Exercise brief.
In the procedural history of the conflict-of-interests decision below, list each letter sent to the Tribunal by its date and the party that sent it.

Application Regarding Alleged Conflict of Interests
Table of Contents
I. Procedural History II. The Powers of the Tribunal III. Application to the Present Case A. Glimstedt B. Wikborg Rein C. KPMG AS IV. Miscellaneous Matters V. Decision
I. Procedural History
1. On 13 December 2022 the Claimants' counsel wrote to the Tribunal referring to two alleged conflicts of interest which they considered may have arisen with regard to the employment by the Kingdom of Norway ("Norway") of the law firm Wikborg Rein and the accountants KPMG AS. The Claimants maintained that they had been unaware that either Wikborg Rein or KPMG AS had performed work for Norway in connection with the present case until they received Norway's Statement of Costs dated 2 December 2022. The Claimants also referred to what they described as an earlier conflict of interests arising out of Norway's use of the Latvian office of the Glimstedt Law Firm ("Glimstedt"). The Claimants did not at that stage request any action from the Tribunal but merely reserved their rights.
2. Norway responded by letter dated 19 December 2022 denying that there was any conflict of interests and enclosing correspondence between the Parties on this subject.
3. On 31 January 2023, the Claimants sent a further letter to the Tribunal in which they applied for the exclusion of Wikborg Rein and KPMG AS as advisors to Norway and reserved their right to request disclosure of all documents relating to the retainers between those firms and Norway. In addition, the Claimants asked the Tribunal to exclude Glimstedt from further advising Norway unless Norway confirmed that Glimstedt had not advised Norway since June 2022.
4. In light of this letter, the Tribunal invited a response from Norway which was given in a letter dated 10 February 2023. Norway stated that it had abstained from seeking advice or assistance from Glimstedt since June 2022 and "has not requested, and will not request, any further assistance from Glimstedt ZAB SIA in the present dispute". Norway did not accept that there was any conflict of interest in the case of either Wikborg Rein or KPMG AS and declared that it would not refrain from using their services unless the Tribunal so ordered.
II. The Powers of the Tribunal
5. In their letter of 31 January 2023, the Claimants contended that the Tribunal has the power to regulate all matters of procedure and that this power extends to excluding counsel or advisers chosen by a party in the event that there is a conflict of interest.
Norway has not disputed that this power exists. Nevertheless, the Tribunal must satisfy itself of the existence and ambit of that power.
6. The powers of the Tribunal in respect of procedural matters are governed by the ICSID Convention, the ICSID Arbitration Rules and the BIT between Latvia and Norway.
None of these makes any express provision for addressing potential conflicts of interest.
7. Article 44 of the ICSID Convention provides, in its last sentence, that
If any question of procedure arises which is not covered by this Section or the Arbitration Rules or any rules agreed by the parties, the Tribunal shall decide the question.
8. ICSID Arbitration Rule 19 provides that
The Tribunal shall make the orders required for the conduct of the proceeding.
9. In addition, ICSID Arbitration Rule 39 gives the Tribunal power to make orders for provisional measures if necessary to preserve a party's rights.

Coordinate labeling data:
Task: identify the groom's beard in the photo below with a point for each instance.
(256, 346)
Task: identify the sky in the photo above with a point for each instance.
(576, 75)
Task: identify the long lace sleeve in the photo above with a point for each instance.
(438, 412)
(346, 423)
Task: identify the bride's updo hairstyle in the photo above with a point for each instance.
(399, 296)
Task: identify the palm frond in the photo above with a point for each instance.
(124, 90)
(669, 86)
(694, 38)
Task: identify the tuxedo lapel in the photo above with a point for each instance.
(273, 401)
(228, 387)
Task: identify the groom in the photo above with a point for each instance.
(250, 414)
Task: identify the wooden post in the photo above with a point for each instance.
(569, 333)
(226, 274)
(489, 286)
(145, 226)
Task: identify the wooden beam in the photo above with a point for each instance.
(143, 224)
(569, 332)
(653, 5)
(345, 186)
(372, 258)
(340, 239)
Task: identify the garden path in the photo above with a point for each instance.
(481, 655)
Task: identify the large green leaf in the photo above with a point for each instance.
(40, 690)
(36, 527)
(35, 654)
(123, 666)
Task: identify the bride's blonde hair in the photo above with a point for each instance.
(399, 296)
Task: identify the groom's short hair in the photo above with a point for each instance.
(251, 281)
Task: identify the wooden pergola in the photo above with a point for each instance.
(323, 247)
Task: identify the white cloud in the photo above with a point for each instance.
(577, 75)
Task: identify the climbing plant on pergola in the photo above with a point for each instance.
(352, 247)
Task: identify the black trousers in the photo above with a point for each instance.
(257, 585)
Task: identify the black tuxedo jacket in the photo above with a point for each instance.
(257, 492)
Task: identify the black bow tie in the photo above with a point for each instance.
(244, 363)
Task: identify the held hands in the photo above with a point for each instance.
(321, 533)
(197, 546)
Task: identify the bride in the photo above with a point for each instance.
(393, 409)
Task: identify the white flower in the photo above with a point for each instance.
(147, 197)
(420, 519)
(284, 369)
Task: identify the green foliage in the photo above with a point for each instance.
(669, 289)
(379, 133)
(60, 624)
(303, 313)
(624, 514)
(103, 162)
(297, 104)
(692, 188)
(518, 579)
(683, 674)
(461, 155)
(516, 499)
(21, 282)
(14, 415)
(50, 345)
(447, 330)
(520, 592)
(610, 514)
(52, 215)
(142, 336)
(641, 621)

Completed task.
- 13 December 2022: the Claimants' counsel
- 19 December 2022: Norway
- 31 January 2023: the Claimants
- 10 February 2023: Norway